▶ **TEXT FOR ANALYSIS**
# upgrade to 3.85t - bump stops - airide



## jiwawa (Jun 22, 2007)

Our van was uprated from 3.5t to 3.85t. We are now having airide fitted to help with a grounding problem with our long overhang.

Does the uprating affect the bump stops which, I believe, are then removed to fit the airide?


----------



## tonka (Apr 24, 2006)

Your right, The bump stops are taken off and the air bags fit in their place.
We had ours done last year to enable a gross weight increase.
The Improvement in ride and body roll was noticable straight away.


----------



## jiwawa (Jun 22, 2007)

Thanks Tonka - so the weight uprate won't be compromised by the removal of the bumpstops and fitting of airide bags?


----------



## tonka (Apr 24, 2006)

JWW said:


> Thanks Tonka - so the weight uprate won't be compromised by the removal of the bumpstops and fitting of Airide bags?


I would not think so.. I needed to have air ride fitted to be able to upgrade, so if anything it's an added benefit...
You could always check with whoever did the weight upgrade, if it was SVTECH then maybe just drop them an email..


----------



## DTPCHEMICALS (Jul 24, 2006)

Airide will be a great improvement.
the system fits in place of the bump stops.

i fitted mine to improve stability.
You have to play around with pressure to see what wsuits you best.

As son in law drives our mh and passed his driving test after 1997 I did not bother with re plating or he would not have been allowed to drive.

Dave p


----------



## rayc (Jun 3, 2008)

JWW said:


> Thanks Tonka - so the weight uprate won't be compromised by the removal of the bumpstops and fitting of Airide bags?


When I ask SV about upgrading my 3.5t they said I could have 3,700kg with no mods and 3,850kg with Airides fitted. Thefore it appears to me that by replacing the bump stops and replacing with airides that you have not compromised the weight uprate but improved on it.


----------



## jiwawa (Jun 22, 2007)

My mechanic confirmed that the airide does not compromise the weight upgrade.

I found the ride home greatly improved though I hadn't been aware it was bad.

I used to come out of a roundabout, pulling the tailend with me by sheer will-power. Now it feels as if I'm just driving the cab with no tailend at all! Great!

Whether it helps with the grounding problem will remain to be seen!


----------

▶ **DATASET EXTRACT**
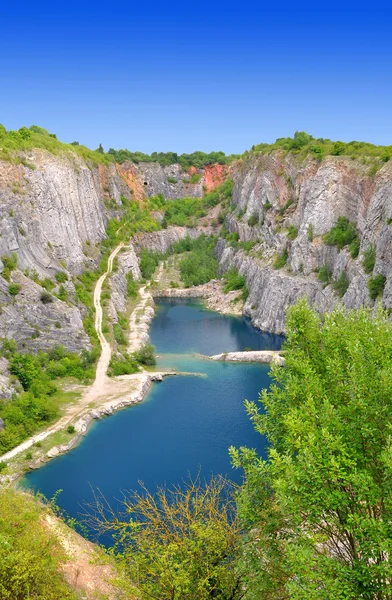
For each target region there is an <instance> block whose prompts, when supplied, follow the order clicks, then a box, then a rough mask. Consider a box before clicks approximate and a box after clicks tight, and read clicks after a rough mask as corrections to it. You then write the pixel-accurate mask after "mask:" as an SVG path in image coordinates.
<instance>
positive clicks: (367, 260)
mask: <svg viewBox="0 0 392 600" xmlns="http://www.w3.org/2000/svg"><path fill="white" fill-rule="evenodd" d="M375 264H376V249H375V247H374V246H369V248H367V249H366V250H365V252H364V253H363V268H364V269H365V273H368V274H370V273H373V269H374V265H375Z"/></svg>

▶ **WORK ITEM**
In the forum thread about airide and bump stops, why does rayc conclude that replacing the bump stops with airides does not compromise the weight uprate? Answer in one to three sentences.

▶ **RESPONSE TO THIS TASK**
When rayc asked SV about upgrading a 3.5t vehicle, SV said it could go to 3,700 kg with no modifications and 3,850 kg with Airides fitted. Because the airides allow the higher figure, fitting them improves on the weight uprate rather than compromising it.